▶ DOCUMENT SEGMENT:
A growing number of vehicles are meeting or surpassing federal fuel economy standards, though improvements to cars outpace those to trucks, according to a new analysis by the Consumer Federation of America.
The progress means automakers are on track to meet a federal target that doubles fuel efficiency in 2025 from 2012, according to the report.
“American consumers are enjoying a wide range of fuel-efficient cars in every single class,” said Jack Gillis, director of public affairs for CFA.
The rules, set by U.S. EPA and the National Highway Traffic Safety Administration, require automakers to meet year-over-year hikes in fuel efficiency in different vehicle-size categories. The government will decide whether to change the standards after a lengthy review process starting this year, sparking considerable anticipation among carmakers. The industry has consistently met the standards since they began decades ago and were tightened by President Obama in 2012.
Because the rules set an average target, automakers can sell a mix of cars below and above the standard. For the third year in a row, more than half of the vehicles available had a window sticker rating of at least 23 mpg. The window sticker rating differs from the corporate average fuel economy (CAFE) rating, but that is about equivalent to this year’s requirement, according to the report.
“The good news is our analysis of current fuel economy across the U.S. fleet shows that manufacturers are complying with and exceeding CAFE requirements,” said Gillis.

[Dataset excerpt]
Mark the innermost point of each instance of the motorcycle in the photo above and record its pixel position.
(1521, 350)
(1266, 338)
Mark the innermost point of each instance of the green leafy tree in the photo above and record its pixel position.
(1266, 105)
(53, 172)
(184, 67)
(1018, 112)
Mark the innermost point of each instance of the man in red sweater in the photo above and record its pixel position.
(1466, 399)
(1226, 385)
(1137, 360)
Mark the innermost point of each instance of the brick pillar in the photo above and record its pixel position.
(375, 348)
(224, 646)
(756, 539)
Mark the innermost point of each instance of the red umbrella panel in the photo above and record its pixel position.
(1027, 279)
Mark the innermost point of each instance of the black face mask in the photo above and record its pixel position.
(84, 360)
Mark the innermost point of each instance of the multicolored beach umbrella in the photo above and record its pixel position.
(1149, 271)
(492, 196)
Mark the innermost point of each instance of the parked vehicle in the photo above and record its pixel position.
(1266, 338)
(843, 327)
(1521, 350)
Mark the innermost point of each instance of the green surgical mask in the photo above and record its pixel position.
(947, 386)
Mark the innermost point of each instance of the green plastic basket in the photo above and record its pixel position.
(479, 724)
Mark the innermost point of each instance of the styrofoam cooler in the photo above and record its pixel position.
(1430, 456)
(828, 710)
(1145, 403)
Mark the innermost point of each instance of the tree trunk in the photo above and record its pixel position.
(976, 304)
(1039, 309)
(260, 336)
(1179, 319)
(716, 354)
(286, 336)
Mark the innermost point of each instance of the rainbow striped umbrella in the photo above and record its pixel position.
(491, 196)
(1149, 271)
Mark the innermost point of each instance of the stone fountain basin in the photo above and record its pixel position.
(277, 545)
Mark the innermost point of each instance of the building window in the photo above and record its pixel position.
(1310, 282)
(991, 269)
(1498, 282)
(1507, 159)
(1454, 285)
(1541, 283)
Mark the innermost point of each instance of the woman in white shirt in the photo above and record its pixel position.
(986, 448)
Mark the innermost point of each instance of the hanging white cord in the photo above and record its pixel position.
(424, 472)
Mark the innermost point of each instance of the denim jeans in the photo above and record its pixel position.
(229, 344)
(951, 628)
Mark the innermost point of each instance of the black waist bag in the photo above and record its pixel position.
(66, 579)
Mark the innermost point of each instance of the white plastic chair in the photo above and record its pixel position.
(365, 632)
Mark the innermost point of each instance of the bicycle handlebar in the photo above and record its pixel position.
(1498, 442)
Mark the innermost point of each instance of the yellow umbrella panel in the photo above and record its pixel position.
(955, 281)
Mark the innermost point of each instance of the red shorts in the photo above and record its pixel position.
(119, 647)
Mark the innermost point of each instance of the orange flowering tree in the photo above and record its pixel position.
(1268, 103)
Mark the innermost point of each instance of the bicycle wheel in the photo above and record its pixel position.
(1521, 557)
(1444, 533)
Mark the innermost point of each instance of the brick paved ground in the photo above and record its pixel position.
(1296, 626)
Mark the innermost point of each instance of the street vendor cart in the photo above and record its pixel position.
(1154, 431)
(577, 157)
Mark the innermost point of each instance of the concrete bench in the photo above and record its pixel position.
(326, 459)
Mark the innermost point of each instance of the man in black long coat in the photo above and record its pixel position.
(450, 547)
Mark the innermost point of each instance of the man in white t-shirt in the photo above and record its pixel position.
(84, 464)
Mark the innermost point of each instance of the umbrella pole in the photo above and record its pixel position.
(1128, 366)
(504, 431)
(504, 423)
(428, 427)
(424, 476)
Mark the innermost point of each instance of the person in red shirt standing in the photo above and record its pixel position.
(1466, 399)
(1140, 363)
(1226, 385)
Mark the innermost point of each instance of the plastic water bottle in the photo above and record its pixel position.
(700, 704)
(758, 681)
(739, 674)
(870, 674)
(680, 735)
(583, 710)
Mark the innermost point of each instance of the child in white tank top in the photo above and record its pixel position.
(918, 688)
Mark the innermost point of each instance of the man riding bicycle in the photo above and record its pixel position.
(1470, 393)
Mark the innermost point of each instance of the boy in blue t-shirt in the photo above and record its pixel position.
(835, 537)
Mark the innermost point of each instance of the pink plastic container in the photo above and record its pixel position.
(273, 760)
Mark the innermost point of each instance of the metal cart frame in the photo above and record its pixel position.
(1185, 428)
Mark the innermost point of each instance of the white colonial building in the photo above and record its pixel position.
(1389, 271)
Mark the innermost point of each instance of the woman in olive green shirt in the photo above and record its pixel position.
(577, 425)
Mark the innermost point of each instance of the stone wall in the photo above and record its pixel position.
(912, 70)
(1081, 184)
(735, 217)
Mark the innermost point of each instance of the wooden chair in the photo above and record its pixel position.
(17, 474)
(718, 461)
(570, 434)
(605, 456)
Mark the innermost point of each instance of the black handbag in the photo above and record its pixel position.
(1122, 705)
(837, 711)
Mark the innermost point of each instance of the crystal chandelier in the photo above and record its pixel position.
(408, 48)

▶ GIVEN PROBLEM A:
Rewrite the stretch of the fuel economy article from "A growing number" through "affairs for CFA.", substituting "carmakers" for "automakers".
▶ GIVEN PROBLEM B:
According to the fuel economy article, what window sticker rating did more than half of the available vehicles have for the third year in a row?
The rows are material separate from the fuel economy article.

▶ REPLY A:
A growing number of vehicles are meeting or surpassing federal fuel economy standards, though improvements to cars outpace those to trucks, according to a new analysis by the Consumer Federation of America.
The progress means carmakers are on track to meet a federal target that doubles fuel efficiency in 2025 from 2012, according to the report.
“American consumers are enjoying a wide range of fuel-efficient cars in every single class,” said Jack Gillis, director of public affairs for CFA.

▶ REPLY B:
At least 23 mpg.